## Ausgangstext
=======

Chemiker müssen umdenken

Bisher galt der Grundsatz, Öl und Wasser lassen sich nicht mischen. Ein australischer Forscher bewies jetzt: Es geht doch

„Ähnliches löst sich in Ähnlichem“ heißt der Leitsatz, der jedem Chemiestudenten, ja, sogar fast jedem Schulkind vertraut ist. Daraus folgt beispielsweise, dass sich Wasser und Öl nicht ineinander lösen können, weil Öl als hydrophobe, wasserabstoßende Substanz gilt. So müssen Chemiker durch Schütteln des Glaskolbens erst die Kräfte überwinden, die den Öltropfen im Wasser zusammenhalten. Doch wie es scheint, können die Lehrer ihre Lektionen jetzt neu schreiben.

Wie das Wissenschaftsmagazin New Scientist berichtete, hat der Chemiker Ric Pashley von der Australian National University in Canberra mit einem einfachen Experiment die Wissenschaft vom Kopf auf die Füße gestellt: Zunächst untersuchte Pashley ölähnliche Oberflächen im Wasser. Als sich die Öltröpfchen trennten, entdeckte er an ihren Oberflächen winzige, kleine Hohlräume. Hierbei handelte es sich, so vermutete der Chemiker, um kleine Gasbläschen, die aus dem Kontakt mit Wasser herrührten. Daher entfernte er alles Gas aus dem Wasser-Öl-Gemisch: Während er die Probe abwechselnd einfror und auftaute, pumpte er das Gas ab.

=======

## Bereitgestellte Daten
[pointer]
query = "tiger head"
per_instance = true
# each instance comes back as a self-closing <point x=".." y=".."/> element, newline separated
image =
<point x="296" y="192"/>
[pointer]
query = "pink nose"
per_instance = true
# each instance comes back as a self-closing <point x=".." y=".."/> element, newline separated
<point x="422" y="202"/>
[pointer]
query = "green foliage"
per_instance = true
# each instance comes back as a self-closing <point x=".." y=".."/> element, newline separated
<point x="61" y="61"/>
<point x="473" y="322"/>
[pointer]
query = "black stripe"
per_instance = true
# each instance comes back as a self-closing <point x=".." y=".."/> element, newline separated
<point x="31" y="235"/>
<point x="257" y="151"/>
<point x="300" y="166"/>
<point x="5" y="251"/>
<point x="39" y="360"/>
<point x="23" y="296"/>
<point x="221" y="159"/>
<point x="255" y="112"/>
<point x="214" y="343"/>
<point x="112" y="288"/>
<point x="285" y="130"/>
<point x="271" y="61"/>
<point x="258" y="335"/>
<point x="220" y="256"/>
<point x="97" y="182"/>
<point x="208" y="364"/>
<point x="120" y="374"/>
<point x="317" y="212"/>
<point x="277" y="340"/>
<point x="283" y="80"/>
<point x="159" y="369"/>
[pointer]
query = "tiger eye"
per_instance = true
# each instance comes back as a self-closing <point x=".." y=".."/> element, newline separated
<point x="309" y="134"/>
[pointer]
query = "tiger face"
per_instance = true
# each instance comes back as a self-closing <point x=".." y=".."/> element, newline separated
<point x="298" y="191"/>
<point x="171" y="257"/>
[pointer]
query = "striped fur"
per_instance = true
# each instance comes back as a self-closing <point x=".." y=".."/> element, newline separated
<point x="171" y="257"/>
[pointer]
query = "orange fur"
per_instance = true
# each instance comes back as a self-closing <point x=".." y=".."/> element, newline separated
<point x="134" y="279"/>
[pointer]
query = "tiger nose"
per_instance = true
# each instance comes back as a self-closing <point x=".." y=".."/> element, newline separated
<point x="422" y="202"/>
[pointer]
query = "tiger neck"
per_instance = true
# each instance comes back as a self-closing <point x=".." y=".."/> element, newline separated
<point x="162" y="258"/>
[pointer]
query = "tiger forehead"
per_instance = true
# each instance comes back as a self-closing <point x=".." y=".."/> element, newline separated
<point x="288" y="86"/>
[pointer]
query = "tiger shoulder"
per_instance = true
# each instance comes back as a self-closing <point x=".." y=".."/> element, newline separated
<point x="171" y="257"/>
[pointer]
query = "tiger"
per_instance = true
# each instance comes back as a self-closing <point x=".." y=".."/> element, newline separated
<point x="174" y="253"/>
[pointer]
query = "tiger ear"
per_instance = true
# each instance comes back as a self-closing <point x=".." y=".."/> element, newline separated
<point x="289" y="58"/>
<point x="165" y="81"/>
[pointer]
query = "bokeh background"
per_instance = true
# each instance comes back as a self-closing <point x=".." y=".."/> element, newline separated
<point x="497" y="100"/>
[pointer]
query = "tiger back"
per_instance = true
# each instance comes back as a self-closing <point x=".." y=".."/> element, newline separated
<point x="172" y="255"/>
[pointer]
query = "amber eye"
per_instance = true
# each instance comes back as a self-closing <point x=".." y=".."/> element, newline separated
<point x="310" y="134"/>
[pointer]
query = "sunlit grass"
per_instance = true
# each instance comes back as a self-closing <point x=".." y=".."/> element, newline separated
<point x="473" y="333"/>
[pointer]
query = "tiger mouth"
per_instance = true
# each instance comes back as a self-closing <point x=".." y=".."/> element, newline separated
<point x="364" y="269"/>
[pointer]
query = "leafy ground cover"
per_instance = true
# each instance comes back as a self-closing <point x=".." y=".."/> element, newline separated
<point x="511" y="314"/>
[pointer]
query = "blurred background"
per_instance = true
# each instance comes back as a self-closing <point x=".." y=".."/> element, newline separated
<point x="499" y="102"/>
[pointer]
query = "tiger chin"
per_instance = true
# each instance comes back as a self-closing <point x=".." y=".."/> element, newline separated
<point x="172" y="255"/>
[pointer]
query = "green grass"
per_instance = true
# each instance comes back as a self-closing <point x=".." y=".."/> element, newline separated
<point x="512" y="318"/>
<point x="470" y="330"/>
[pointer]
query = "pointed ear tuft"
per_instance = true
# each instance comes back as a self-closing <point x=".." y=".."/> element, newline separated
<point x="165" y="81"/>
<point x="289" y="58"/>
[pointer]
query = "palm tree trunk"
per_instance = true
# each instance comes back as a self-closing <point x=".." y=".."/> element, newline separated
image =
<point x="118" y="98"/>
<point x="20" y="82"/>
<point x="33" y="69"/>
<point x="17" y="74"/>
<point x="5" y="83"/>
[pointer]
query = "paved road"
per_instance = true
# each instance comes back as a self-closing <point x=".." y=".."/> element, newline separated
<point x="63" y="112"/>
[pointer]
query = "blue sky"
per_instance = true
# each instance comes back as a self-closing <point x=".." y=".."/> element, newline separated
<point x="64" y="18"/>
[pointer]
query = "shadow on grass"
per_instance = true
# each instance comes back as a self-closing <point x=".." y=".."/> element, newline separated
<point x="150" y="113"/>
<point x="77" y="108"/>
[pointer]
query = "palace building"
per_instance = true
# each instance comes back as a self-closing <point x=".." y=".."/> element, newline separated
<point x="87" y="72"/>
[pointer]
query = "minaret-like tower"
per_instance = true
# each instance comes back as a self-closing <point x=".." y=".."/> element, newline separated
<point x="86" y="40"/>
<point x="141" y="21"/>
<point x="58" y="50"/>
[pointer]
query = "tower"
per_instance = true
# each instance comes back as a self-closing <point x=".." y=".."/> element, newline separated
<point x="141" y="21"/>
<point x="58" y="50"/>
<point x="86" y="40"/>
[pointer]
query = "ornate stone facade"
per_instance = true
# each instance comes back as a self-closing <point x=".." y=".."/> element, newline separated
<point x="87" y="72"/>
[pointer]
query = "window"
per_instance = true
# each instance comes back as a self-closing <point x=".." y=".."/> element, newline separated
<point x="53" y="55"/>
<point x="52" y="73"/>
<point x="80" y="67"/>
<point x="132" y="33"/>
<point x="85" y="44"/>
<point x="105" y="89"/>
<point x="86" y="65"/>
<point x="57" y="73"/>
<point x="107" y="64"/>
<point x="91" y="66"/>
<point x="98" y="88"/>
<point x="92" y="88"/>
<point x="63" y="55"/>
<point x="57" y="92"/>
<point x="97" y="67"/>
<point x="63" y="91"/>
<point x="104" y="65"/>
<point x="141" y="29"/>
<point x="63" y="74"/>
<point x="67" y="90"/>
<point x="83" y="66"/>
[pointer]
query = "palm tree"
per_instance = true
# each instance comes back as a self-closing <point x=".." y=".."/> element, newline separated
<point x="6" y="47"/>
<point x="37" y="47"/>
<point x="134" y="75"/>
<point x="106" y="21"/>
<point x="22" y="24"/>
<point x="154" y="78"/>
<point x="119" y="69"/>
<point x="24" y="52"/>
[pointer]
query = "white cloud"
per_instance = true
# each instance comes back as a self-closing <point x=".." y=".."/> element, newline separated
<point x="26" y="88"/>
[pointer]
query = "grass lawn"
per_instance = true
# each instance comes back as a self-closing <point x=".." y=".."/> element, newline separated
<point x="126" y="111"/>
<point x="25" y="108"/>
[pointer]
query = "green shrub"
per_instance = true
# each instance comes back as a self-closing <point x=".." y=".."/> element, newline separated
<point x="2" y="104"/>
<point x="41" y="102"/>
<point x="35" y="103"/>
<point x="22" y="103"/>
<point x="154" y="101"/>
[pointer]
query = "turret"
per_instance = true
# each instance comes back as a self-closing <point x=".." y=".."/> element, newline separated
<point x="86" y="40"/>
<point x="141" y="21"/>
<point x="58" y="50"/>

=======

## Aufgabenstellung
Wie geht der Artikel über das Mischen von Öl und Wasser weiter? Schreib ihn im Anschluss an seinen letzten Satz fort. Die Einträge stammen aus einer anderen Quelle als der Ausgangstext.

## Antwort
Das Experiment zeigte unerwartete Folgen: „Das Gemisch formte urplötzlich eine flockige Emulsion. Ich war so überrascht wie jeder andere auch“, freut sich der australische Forscher. Daraus schloss Pashley, dass das Gas in irgendeiner Weise in die starken hydrophoben Kräfte involviert sei.

James Quirk, Chemiker an der Universität von West Australien in Perth, staunt: „Pashley nimmt die Luft einfach heraus, und sofort wird die weitreichende wasserabweisende Kraft geschwächt. Nun haben wir etwas, an dem wir weitermachen können.“ Dabei hofft Quirk, dass die weitere Forschung dieser „spontanen“ Emulsionen die schwer fassbaren hydrophoben Kräfte in Zukunft erklären könnte.

Doch die Überraschungen nahmen kein Ende: Als Ric Pashley das Gemisch wieder mit Gas versetzte, löste sich die Emulsion nicht auf, sondern verharrte in ihrer Form. Daher schloss der australische Chemiker, das Gas könne die starken hydrophoben Kräfte nur beeinflussen, wenn die Öltröpfchen eng beisammen liegen. Die Ursache nach Pashley: Die Hydroxylgruppen des Wassers haften an den Oberflächen des Öltröpfchens und verhindern auf diese Weise, dass sie wieder zusammenkommen.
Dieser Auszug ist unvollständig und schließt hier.